> [What is expected]:
Below are some records. Print exactly the lines between the one holding "x=147, y=345" and the one holding "x=12, y=228", inclusive, and nothing else.

> [Data shown]:
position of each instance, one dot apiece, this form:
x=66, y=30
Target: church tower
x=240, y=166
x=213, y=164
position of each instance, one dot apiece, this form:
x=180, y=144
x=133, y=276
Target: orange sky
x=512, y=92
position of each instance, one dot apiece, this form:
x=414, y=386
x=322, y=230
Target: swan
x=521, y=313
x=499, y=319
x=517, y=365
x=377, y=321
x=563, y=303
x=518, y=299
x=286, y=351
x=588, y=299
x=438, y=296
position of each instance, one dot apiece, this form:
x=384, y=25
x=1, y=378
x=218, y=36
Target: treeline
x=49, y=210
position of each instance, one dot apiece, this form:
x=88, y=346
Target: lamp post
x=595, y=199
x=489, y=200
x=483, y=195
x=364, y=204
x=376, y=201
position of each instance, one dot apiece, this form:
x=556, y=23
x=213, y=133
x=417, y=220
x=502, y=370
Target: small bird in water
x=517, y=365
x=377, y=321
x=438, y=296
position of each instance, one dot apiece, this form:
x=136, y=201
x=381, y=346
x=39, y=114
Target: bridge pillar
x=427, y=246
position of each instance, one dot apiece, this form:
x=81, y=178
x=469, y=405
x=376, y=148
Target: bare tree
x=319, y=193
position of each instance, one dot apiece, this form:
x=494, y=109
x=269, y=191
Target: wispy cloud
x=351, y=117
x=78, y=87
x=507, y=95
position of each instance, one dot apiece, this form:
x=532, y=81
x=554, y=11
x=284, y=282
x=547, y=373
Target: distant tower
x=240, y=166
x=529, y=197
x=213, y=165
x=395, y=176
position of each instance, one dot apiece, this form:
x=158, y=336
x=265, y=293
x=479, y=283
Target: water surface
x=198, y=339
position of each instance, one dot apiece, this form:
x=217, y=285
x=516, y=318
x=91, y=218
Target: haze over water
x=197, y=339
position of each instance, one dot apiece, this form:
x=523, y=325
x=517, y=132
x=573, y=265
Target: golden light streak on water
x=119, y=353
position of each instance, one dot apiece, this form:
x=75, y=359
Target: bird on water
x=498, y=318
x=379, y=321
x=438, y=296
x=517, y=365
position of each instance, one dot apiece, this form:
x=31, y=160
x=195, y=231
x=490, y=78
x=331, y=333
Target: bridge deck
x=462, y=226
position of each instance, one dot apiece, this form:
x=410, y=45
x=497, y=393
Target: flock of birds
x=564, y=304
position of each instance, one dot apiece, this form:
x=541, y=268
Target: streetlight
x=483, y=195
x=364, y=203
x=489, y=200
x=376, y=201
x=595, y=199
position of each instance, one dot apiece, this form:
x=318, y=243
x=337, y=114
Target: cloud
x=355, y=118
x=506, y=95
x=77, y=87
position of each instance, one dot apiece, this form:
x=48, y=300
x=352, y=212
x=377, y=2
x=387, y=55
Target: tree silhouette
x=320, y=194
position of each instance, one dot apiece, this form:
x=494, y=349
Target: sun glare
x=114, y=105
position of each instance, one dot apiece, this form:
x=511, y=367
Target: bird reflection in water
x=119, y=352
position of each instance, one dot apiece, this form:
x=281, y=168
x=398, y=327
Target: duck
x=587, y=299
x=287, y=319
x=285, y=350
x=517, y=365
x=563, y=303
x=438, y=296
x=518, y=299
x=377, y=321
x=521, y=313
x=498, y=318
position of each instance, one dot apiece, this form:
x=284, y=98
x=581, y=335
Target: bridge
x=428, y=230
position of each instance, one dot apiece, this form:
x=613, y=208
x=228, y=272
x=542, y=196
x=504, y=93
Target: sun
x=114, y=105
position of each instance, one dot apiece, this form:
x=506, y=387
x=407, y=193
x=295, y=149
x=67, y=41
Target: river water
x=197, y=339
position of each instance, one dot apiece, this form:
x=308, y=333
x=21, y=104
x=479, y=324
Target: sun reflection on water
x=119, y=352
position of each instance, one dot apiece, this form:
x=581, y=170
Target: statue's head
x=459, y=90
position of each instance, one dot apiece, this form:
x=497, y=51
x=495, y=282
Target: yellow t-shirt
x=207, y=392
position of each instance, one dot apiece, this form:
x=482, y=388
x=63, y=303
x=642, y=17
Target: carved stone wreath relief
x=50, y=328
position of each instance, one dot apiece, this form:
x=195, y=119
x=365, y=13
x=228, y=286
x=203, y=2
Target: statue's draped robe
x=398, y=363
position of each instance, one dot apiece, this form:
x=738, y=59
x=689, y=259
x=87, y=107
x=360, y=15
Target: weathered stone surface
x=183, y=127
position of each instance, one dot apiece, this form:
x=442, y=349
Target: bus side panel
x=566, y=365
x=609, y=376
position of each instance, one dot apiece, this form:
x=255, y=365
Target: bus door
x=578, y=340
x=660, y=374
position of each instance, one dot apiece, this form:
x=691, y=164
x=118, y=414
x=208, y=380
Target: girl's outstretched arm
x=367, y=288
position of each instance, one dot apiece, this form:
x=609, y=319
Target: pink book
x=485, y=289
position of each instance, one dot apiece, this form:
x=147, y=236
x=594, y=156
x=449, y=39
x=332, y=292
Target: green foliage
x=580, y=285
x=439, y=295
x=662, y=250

* * *

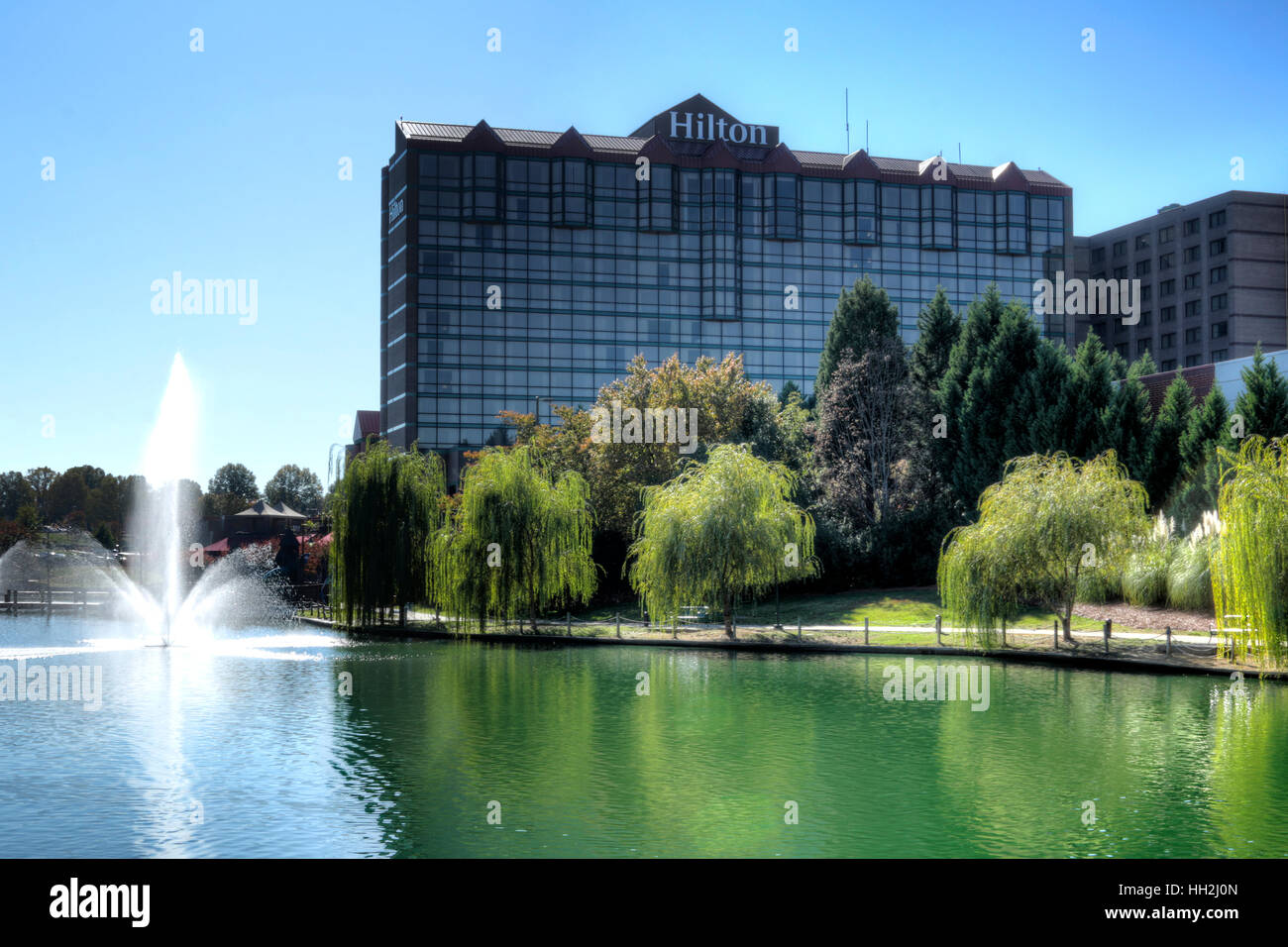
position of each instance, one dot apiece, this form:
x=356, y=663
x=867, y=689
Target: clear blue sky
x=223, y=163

* * *

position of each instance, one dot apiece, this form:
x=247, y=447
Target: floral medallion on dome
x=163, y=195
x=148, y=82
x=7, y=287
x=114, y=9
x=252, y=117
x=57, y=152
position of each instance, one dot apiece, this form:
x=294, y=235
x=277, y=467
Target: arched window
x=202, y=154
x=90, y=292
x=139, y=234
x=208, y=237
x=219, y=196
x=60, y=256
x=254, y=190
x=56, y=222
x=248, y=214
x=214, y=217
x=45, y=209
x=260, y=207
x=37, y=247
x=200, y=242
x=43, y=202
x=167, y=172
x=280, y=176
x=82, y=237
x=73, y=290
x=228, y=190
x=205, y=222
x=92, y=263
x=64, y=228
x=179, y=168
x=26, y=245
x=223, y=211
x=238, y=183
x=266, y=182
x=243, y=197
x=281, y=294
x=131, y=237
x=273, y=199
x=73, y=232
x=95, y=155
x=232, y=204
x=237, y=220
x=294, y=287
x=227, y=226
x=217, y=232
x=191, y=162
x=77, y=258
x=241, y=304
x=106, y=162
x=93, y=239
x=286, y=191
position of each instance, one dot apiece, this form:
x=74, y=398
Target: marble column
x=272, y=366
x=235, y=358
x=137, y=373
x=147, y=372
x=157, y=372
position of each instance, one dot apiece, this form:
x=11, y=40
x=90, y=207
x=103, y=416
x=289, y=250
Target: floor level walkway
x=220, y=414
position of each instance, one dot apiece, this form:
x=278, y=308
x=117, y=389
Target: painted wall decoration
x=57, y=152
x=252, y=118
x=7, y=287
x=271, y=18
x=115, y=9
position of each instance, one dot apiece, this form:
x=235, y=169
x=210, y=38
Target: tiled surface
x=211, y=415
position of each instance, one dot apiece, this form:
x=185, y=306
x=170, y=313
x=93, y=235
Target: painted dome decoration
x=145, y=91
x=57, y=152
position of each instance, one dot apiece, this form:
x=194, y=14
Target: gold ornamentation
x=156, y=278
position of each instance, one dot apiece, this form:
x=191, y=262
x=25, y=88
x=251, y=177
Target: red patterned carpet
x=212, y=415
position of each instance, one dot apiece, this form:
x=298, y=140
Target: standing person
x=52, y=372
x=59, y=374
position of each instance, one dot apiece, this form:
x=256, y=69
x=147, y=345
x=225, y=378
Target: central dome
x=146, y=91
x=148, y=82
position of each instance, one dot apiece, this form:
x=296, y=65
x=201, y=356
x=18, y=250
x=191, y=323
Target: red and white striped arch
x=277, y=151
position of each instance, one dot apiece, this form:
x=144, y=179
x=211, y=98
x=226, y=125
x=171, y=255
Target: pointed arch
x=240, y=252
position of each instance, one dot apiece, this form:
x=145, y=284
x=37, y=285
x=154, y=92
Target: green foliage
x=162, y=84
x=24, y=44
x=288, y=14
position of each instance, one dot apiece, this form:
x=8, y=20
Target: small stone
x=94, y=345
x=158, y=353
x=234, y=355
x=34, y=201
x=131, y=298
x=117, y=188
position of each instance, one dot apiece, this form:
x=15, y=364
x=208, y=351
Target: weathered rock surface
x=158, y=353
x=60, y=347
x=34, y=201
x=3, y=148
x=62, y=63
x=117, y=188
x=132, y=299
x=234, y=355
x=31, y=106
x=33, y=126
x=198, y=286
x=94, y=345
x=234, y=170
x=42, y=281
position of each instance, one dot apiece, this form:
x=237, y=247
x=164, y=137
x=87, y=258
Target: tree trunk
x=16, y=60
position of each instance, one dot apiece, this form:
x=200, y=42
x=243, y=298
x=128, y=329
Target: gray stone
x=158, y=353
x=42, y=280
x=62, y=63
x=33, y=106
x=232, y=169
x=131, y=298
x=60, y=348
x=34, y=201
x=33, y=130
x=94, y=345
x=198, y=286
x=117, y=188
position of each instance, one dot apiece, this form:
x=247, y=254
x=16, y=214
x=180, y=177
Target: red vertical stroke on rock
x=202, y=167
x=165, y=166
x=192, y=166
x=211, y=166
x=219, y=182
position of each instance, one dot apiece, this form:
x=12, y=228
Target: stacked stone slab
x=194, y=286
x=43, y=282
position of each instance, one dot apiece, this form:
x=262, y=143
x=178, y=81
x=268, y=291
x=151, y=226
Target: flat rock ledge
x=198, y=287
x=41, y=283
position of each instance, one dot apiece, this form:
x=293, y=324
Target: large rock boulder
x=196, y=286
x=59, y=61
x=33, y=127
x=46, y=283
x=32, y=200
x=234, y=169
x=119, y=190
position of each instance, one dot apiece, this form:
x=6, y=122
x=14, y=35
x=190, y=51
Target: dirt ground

> [Written answer]:
x=147, y=345
x=225, y=378
Target: central dome
x=146, y=91
x=148, y=82
position of each instance, one dot apiece, this form:
x=296, y=65
x=201, y=356
x=18, y=250
x=191, y=323
Target: red and white striped arch
x=277, y=151
position of each instance, one dot apiece, this form:
x=144, y=179
x=211, y=98
x=226, y=125
x=171, y=255
Target: pointed arch
x=240, y=252
position of each instance, one dot apiece, this form:
x=145, y=284
x=37, y=285
x=154, y=92
Target: green foliage
x=162, y=84
x=24, y=44
x=288, y=14
position of each instance, one dot apiece, this form:
x=8, y=20
Target: small stone
x=94, y=345
x=158, y=353
x=234, y=355
x=34, y=201
x=131, y=298
x=117, y=188
position of each instance, one dot apiece, this form:
x=15, y=364
x=208, y=351
Target: weathered rock surface
x=158, y=353
x=60, y=347
x=34, y=201
x=3, y=148
x=62, y=63
x=117, y=188
x=132, y=299
x=234, y=355
x=31, y=106
x=33, y=126
x=198, y=286
x=94, y=345
x=234, y=170
x=42, y=281
position of each instance, one dot apiece, this form:
x=237, y=247
x=164, y=137
x=87, y=258
Target: tree trunk
x=16, y=60
position of each instance, one dot apiece, this form:
x=200, y=42
x=243, y=298
x=128, y=329
Target: gray stone
x=158, y=353
x=42, y=280
x=62, y=63
x=33, y=106
x=232, y=169
x=131, y=298
x=60, y=348
x=34, y=201
x=33, y=130
x=94, y=345
x=198, y=286
x=117, y=188
position of each instance, one dot apiece, this form:
x=247, y=254
x=16, y=214
x=180, y=177
Target: red vertical stroke on rock
x=202, y=167
x=165, y=166
x=192, y=166
x=211, y=166
x=219, y=182
position of each instance, one dot apiece, this form:
x=12, y=228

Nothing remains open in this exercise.